TASK INSTRUCTIONS:
Write out every line of the material exactly as it appears.

TASK MATERIAL:
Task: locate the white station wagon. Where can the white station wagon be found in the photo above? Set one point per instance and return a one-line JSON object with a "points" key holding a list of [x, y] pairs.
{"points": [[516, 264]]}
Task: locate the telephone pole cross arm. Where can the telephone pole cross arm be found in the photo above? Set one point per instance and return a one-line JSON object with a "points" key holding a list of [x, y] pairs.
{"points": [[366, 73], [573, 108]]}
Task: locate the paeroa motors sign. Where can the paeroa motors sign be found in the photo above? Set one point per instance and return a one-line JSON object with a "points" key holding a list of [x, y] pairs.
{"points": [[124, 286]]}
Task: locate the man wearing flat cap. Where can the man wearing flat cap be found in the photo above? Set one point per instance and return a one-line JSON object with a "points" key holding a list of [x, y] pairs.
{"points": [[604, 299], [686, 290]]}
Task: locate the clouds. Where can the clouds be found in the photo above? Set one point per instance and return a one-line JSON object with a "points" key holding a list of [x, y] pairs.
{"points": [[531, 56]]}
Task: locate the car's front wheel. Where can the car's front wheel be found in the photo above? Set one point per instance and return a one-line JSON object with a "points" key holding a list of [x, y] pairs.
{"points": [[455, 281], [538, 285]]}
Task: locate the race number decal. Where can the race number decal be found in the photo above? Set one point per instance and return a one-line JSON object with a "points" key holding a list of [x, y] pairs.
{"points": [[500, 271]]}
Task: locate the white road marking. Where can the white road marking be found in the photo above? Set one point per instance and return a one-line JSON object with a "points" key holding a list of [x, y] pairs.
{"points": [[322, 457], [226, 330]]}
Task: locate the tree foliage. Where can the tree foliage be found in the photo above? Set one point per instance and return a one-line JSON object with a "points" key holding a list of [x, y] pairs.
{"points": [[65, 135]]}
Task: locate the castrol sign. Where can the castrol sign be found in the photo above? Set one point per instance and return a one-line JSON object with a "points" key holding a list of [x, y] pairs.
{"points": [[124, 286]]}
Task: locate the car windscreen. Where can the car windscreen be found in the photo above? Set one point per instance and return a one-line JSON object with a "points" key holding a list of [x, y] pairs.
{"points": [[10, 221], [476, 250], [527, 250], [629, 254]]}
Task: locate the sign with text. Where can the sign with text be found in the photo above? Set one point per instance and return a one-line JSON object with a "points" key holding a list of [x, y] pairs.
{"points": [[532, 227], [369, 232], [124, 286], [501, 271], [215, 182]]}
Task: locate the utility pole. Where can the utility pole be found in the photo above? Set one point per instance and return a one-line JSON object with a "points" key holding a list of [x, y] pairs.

ANSWER TO THE EXERCISE:
Task: locate the white station wagon. Where can the white station wagon be found in the photo above? Set one point per instance and return a one-line JSON object with a "points" key holding a list of [x, y] pairs.
{"points": [[516, 264]]}
Task: locate the telephone pole cross arm. Where can the telephone pole cross arm be found in the photo above? Set one point per instance and return a one-line JSON object with a "points" key holding a list of [x, y] pairs.
{"points": [[366, 73], [573, 108]]}
Task: locate the paeroa motors sign. Where can the paeroa motors sign be found in the photo above? Set one point per instance and return a one-line JSON object with a "points" key holding a list of [x, y] pairs.
{"points": [[124, 286]]}
Task: locate the man wearing flat cap. Where can the man wearing flat cap be found in the photo above? Set one point per instance and return a one-line JSON object with a "points" key holding a list of [x, y] pairs.
{"points": [[604, 299], [686, 290]]}
Task: locate the clouds. Where can the clouds be found in the photo above? Set one point per instance and return a one-line JSON object with a "points" key holding a list of [x, y] pairs.
{"points": [[531, 56]]}
Task: locate the car's front wheel. Where can the car's front wheel be found in the photo above? Set one point per instance and return a one-line JSON object with a "points" key holding a list of [x, y] pairs.
{"points": [[455, 281], [538, 285]]}
Task: locate the race number decal. Where can the race number decal be found in the photo above? Set one point per instance and return a one-line JSON object with a "points" key holding a list of [x, y] pairs.
{"points": [[500, 271]]}
Task: locate the white road marking. Where can the white road marking be found in the photo above? Set one point per instance and return a one-line JSON object with a "points" key holding a list of [x, y] pairs.
{"points": [[322, 457], [226, 330]]}
Task: locate the tree foliage. Where can the tree foliage be found in the photo above? Set one point per instance and return a one-line JSON object with a "points" key holding a list of [x, y] pairs.
{"points": [[65, 135]]}
Task: locate the castrol sign. Where can the castrol sign be found in the photo above? Set one point per instance and return a one-line JSON object with a "points" key holding a list of [x, y] pairs.
{"points": [[124, 286]]}
Task: locate the car windscreen. Where can the car windscreen be found in the photo above? Set one point per instance and return a one-line JSON object with a "points" key holding a list of [x, y] pairs.
{"points": [[10, 221], [476, 250], [527, 250], [629, 254]]}
Task: locate the sign with text. Where can the sign with text be found in the photo above? Set one point per instance and return a one-line JSON object with a "points" key holding a list of [x, y] pairs.
{"points": [[532, 227], [369, 232], [124, 286], [501, 271], [215, 182]]}
Task: locate the utility pole. Where can the utility pole be found in the photo above? Set one point per instance and return a one-line JSON object with a "points" key holding a list of [x, y] pairs.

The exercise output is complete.